Problemas
A) Explique por que, segundo o texto sobre arma branca, a palavra arma passou a ter um sentido mais restrito.
B) No texto sobre arma branca, quem fez novas armas para Aquiles, conforme Homero?

Texto do documento
════════════════

22
de novembro de 2014 | N° 17991O
PRAZER DAS PALAVRAS | Cláudio Moreno
Arma branca
É
ASSIM QUE FUNCIONA o processo: o surgimento de uma novidade torna necessário
rebatizar o termo antigo
Num
jantar, querem saber por que falamos em arma branca. Existiria arma preta? Na
hora eu não soube responder; agora, depois de várias visitas ao amansa, posso
dar meu palpite: é parte da evolução que a palavra arma sofreu. Até a Idade
Média, o vocábulo, além das armas propriamente ditas, incluía também a couraça,
o escudo, as perneiras, o capacete e tudo o mais; quando se lê em Homero que
Hefesto fez novas armas para Aquiles, imagine-se o pacote completo.
A
vulgarização do uso da pólvora, contudo, terminou colocando em desuso as
armaduras e os escudos, e a palavra arma passou a ser entendida de forma mais
restritiva, designando os artefatos que ferem ou matam a pessoa ou o animal
atingido.

════════════════

Entradas de um conjunto de anotações com pontos

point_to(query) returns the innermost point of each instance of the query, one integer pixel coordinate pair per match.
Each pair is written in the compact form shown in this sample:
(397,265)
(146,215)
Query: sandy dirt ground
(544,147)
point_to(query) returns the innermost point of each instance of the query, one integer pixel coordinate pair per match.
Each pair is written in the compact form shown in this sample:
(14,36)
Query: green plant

════════════════

Respostas escritas
A) O uso da pólvora se espalhou e fez as armaduras e os escudos caírem em desuso. Com isso, a palavra arma passou a indicar só os objetos que ferem ou matam a pessoa ou o animal atingido.

B) Hefesto.